TC: First, it’s worth clarifying what we mean by “artificial intelligence.” When people working in the software industry talk about artificial intelligence, they’re usually referring to stuff like algorithms for scheduling airport traffic more efficiently. No one’s seriously working toward the type of AI you typically see in science fiction: some form of conscious software that you can have a conversation with. However, there is a research avenue that seems promising to me, involving autonomous, embodied agents — i.e. robots — that can sense their environment and learn how to navigate it. I think an approach like that could eventually lead to conscious software, but the AI would have to learn everything the way a human does; you couldn’t just download Wikipedia into its brain. 

Realistically speaking, I don’t know if we’ll pursue that research avenue far enough to develop conscious software. But as a thought experiment, I tried to reconcile the type of conversation-capable AI you see in SF with what I see in the actual software industry. And it seemed to me that the most plausible business case for AIs is not selling them as a productivity application, but as a kind of pet. Using a virtual body in a virtual environment will probably be a better option than manufacturing a physical body, because processing power keeps getting cheaper. Having the AIs inhabit a massively-multiplayer online world would offer them a much richer and more social environment, which will prompt more interesting behavior from them. And of course, you have to make the AIs cute and fun if you want people to buy them. So that’s basically the scenario in my novella.

* Material provided:

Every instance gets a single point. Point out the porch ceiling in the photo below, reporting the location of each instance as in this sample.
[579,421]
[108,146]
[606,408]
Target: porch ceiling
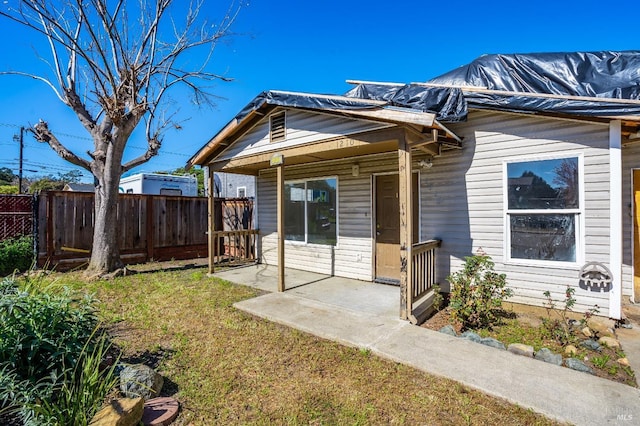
[328,149]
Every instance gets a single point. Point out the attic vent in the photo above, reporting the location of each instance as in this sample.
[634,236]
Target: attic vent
[277,127]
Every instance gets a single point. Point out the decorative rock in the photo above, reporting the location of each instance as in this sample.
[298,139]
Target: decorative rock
[591,344]
[609,341]
[448,329]
[602,327]
[490,341]
[576,364]
[160,411]
[623,361]
[546,355]
[573,323]
[120,412]
[570,350]
[521,349]
[470,335]
[140,380]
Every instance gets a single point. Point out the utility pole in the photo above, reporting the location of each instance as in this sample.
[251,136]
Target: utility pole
[21,141]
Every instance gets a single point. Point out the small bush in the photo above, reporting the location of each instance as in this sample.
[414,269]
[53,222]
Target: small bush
[477,292]
[16,254]
[557,321]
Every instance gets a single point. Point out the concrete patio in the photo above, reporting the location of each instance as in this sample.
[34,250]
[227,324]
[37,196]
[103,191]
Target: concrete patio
[369,298]
[366,315]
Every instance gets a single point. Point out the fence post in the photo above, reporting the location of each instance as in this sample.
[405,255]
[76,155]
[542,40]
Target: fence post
[35,206]
[49,230]
[150,227]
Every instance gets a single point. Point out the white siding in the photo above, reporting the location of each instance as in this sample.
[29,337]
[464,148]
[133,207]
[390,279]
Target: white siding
[462,198]
[630,161]
[462,204]
[301,128]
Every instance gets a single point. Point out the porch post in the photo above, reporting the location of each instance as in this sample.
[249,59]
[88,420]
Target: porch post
[406,227]
[280,220]
[212,218]
[615,191]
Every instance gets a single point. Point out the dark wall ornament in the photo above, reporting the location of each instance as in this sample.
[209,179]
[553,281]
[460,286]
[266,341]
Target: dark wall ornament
[594,276]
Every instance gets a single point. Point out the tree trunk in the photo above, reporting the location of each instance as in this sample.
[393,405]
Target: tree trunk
[105,254]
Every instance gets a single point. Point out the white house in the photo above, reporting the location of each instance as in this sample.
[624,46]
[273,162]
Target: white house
[535,159]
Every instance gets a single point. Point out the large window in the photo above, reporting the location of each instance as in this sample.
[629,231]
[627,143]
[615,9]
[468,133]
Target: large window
[310,211]
[543,209]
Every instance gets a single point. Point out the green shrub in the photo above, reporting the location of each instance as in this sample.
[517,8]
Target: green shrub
[80,393]
[49,353]
[16,254]
[557,321]
[477,292]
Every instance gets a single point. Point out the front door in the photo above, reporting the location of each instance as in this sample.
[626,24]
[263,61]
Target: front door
[387,223]
[636,235]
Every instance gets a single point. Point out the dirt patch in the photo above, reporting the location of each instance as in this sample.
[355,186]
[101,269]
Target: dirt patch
[524,324]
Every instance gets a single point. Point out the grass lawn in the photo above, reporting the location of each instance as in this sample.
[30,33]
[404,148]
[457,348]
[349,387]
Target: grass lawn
[228,367]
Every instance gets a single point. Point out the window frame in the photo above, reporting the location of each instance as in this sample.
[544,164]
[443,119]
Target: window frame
[578,213]
[306,227]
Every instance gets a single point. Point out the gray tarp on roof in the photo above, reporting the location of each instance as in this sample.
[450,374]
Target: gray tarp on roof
[581,74]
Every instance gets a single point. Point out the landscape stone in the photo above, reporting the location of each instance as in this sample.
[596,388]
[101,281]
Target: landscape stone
[604,327]
[448,329]
[570,350]
[576,364]
[623,361]
[591,344]
[546,355]
[521,349]
[470,335]
[609,341]
[140,380]
[120,412]
[490,341]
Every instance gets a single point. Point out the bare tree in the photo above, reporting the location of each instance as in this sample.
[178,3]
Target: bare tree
[114,63]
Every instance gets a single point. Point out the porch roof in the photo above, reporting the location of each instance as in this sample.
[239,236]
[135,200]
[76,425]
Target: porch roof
[420,123]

* Job A: Reproduce the interview passage on artificial intelligence in full, word for word.
* Job B: Pick out every line in the records that contains the string "utility" and copy each of those lines in full. Case counts.

* Expected output A:
TC: First, it’s worth clarifying what we mean by “artificial intelligence.” When people working in the software industry talk about artificial intelligence, they’re usually referring to stuff like algorithms for scheduling airport traffic more efficiently. No one’s seriously working toward the type of AI you typically see in science fiction: some form of conscious software that you can have a conversation with. However, there is a research avenue that seems promising to me, involving autonomous, embodied agents — i.e. robots — that can sense their environment and learn how to navigate it. I think an approach like that could eventually lead to conscious software, but the AI would have to learn everything the way a human does; you couldn’t just download Wikipedia into its brain. 

Realistically speaking, I don’t know if we’ll pursue that research avenue far enough to develop conscious software. But as a thought experiment, I tried to reconcile the type of conversation-capable AI you see in SF with what I see in the actual software industry. And it seemed to me that the most plausible business case for AIs is not selling them as a productivity application, but as a kind of pet. Using a virtual body in a virtual environment will probably be a better option than manufacturing a physical body, because processing power keeps getting cheaper. Having the AIs inhabit a massively-multiplayer online world would offer them a much richer and more social environment, which will prompt more interesting behavior from them. And of course, you have to make the AIs cute and fun if you want people to buy them. So that’s basically the scenario in my novella.

* Expected output B:
Every instance gets a single point. Point out the utility pole in the photo above, reporting the location of each instance as in this sample.
Target: utility pole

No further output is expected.